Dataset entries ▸
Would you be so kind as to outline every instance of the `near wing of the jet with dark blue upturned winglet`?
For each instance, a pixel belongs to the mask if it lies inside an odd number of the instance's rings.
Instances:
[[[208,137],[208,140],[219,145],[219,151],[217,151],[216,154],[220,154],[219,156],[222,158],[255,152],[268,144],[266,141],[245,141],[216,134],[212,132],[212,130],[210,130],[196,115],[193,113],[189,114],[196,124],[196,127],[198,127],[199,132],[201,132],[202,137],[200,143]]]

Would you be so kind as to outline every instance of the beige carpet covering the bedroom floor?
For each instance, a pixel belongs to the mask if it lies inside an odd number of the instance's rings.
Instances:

* * *

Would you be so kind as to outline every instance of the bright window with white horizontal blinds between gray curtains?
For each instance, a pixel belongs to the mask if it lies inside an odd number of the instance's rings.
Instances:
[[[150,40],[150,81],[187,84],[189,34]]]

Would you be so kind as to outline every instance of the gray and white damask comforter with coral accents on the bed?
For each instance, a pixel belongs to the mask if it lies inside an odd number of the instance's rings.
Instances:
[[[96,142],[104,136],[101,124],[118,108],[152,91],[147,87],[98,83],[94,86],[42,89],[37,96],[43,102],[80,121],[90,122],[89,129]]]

The task ▸
Proceeding from the line containing "wing of the" through the line containing "the bedroom floor?", transcribe the lines above exactly, both end lines included.

Exercise answer ▸
Would you be so kind as to outline every instance of the `near wing of the jet with dark blue upturned winglet`?
For each instance, a pixel belongs to the mask if it lies inside an odd number of the instance's rings.
Instances:
[[[208,137],[208,140],[219,145],[219,151],[217,151],[216,154],[220,154],[219,156],[222,158],[255,152],[268,144],[266,141],[245,141],[216,134],[212,132],[212,130],[210,130],[196,115],[193,113],[189,114],[196,124],[196,127],[198,127],[199,132],[201,132],[202,137],[200,143]]]

Would you be so kind as to outline every instance of the beige carpet covering the bedroom floor?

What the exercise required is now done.